§ Consignes
**1.** D'après l'éditorial sur l'arrêt du Village, pendant combien de temps la petite équipe bénévole a-t-elle alimenté le webzine ?
**2.** Relevez dans l'éditorial sur l'arrêt du Village toutes les publications mises en ligne au cours de la dernière semaine.
**3.** Prolongez l'éditorial sur l'arrêt du Village en reprenant après sa dernière phrase.

§ Extrait cité
————————

Le dernier édito : retour sur Le Village
AOUT 2012
Par Sullivan Le Postec • 4 août 2012
Bienvenue au Village, le webzine des fictions européennes et francophones. Malheureusement, on est fermé.

Il y a des choses positives à l’arrêt du Village. Par exemple, c’est la dernière fois que je dois écrire un éditorial mensuel. L’édito remis à jour en fonction du dossier en cours, c’est sympa, c’est accueillant, c’est convivial. Mais surtout, c’est vraiment très pénible à écrire !

L’arrêt du Village, annoncé dans notre tribune du mois d’avril (Médias : volontarisme, ambition et pragmatisme doivent être le cœur d’une politique de gauche — on a la vanité de penser qu’elle n’a pas perdu toute pertinence quatre mois après), est finalement arrivé. Cette dernière semaine aura vu la rédaction faire un retour sur son expérience dans notre dernier Quinzo, la publication d’une interview d’un passionnant créateur de série européen, Lars Lundström de « Äkta Människor » / « Real Humans », et la mise en ligne d’une critique en avant-première de la série française qui devrait faire l’évènement lors de la prochaine rentrée, « Ainsi Soient-ils », diffusée en octobre sur Arte. Pas mal pour un sprint final, si vous me permettez que je nous jette des fleurs.

Le Village s’arrête parce que sa petite équipe bénévole l’a alimentée sans budget, sans autre moteur que sa passion, pendant cinq ans et six mois. Le type de contenus que nous affectionnions : fouillés, réfléchis (voire interminablement longs) demandait beaucoup de temps et d’énergie. Le temps et l’énergie ne sont pas inépuisables.
Le Village s’arrête parce que les choses changent et que nous ne sommes plus dans une position où nous pouvons continuer à parler de la fiction, notamment française, de la même façon que ces dernières années.

————————

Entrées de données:

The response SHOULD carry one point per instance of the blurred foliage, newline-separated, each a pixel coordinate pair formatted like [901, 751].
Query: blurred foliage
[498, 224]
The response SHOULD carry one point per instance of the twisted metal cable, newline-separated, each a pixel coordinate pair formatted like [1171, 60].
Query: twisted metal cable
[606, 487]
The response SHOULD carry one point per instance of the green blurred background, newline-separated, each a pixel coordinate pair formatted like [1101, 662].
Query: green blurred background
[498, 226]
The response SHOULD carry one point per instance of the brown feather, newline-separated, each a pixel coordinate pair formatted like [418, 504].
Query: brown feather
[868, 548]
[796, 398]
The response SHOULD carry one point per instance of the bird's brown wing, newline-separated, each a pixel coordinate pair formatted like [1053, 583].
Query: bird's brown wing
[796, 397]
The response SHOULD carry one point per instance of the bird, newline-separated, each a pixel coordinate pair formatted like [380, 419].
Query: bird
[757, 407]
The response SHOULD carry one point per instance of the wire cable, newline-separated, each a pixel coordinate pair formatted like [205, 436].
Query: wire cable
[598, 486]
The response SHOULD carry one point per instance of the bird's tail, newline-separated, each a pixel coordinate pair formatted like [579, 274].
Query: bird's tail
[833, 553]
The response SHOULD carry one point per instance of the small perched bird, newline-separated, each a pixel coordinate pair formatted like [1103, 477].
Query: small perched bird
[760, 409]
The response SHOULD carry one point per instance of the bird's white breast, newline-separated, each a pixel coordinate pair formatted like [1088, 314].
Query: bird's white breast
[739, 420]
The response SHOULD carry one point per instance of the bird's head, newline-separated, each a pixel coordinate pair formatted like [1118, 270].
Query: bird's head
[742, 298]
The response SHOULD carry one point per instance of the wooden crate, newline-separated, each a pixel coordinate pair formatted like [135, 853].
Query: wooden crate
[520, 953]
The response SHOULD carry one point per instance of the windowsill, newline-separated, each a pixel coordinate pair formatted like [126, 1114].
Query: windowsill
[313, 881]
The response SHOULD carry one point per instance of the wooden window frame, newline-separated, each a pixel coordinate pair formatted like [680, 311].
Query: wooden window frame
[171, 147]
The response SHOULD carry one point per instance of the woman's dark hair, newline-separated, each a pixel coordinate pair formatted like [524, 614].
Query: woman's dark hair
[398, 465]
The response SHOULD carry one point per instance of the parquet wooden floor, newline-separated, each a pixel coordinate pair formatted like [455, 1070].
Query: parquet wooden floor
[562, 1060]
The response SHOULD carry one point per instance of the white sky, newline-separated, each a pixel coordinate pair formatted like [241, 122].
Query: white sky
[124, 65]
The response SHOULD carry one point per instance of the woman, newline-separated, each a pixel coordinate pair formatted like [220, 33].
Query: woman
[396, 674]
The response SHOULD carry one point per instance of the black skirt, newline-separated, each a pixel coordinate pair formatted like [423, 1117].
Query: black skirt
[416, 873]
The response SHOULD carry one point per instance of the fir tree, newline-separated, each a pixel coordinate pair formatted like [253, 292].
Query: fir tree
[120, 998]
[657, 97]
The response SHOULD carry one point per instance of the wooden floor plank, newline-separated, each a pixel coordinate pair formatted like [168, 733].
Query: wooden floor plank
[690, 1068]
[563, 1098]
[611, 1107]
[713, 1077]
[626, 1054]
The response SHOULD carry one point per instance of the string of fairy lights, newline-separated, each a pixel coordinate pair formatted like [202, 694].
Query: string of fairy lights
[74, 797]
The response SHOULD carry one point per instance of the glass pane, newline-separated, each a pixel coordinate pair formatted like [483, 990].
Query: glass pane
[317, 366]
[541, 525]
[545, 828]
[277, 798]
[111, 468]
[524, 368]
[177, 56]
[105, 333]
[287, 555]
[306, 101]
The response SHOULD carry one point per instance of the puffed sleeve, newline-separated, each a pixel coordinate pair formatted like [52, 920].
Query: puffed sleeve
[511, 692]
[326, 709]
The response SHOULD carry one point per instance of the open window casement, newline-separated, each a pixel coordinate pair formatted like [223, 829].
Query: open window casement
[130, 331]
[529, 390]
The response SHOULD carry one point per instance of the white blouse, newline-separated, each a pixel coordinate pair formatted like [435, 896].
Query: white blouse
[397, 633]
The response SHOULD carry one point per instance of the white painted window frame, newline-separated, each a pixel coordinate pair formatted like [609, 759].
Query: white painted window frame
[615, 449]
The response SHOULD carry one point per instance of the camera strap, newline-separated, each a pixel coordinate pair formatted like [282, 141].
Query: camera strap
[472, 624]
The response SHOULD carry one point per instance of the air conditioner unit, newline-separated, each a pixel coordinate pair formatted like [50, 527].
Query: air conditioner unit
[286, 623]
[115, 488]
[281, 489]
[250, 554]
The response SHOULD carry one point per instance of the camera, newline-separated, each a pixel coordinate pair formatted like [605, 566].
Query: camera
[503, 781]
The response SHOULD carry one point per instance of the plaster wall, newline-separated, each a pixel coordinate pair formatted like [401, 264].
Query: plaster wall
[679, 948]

————————

§ Résultats attendus
**1.** Pendant cinq ans et six mois.

**2.**
- Le dernier Quinzo, où la rédaction revient sur son expérience
- L'interview de Lars Lundström, créateur de « Äkta Människor » / « Real Humans »
- La critique en avant-première de la série française « Ainsi Soient-ils »

**3.**
Cependant, pendant ces plus de cinq années, on a essayé au maximum de résister à la pression de l’actualité, de travailler à la constitution d’une archive au moins autant que de couvrir l’événement du jour. Cette archive est toujours là, en ligne. Elle n’attend que d’être redécouverte en même temps que vous vous plongerez dans une série de ces dernières années, au hasard d’une rediffusion (pas mal de Créations Originales Canal+ devraient refaire surface sur D8) ou d’un visionnage en DVD.

Bien sûr, c’est dommage, cette fermeture. Parce que même s’il y a de très bons sites et blogs qui parlent de séries, y compris de séries européennes, et même parfois de séries françaises, il n’y a rien qui ressemble tout à fait au Village.
Je vous le dis franchement, et d’autant plus facilement que nous, la rédaction du Village, tournons une page et que nous ne sommes donc pas candidats : je suis de moins en moins convaincu par l’argument selon lequel un modèle économique ne pourrait pas être trouvé pour un site équivalent. Surtout dans un monde où le CNC dégage des recettes supérieures aux prévisions. Faire un équivalent du Village, ça demande trois journalistes : ce n’est pas insurmontable.

Évidemment, au moment d’arrêter, on est irrésistiblement attiré par l’idée de revisiter l’histoire du Village, et de se demander si nous avons au moins un peu réussi ce que nous avons essayé.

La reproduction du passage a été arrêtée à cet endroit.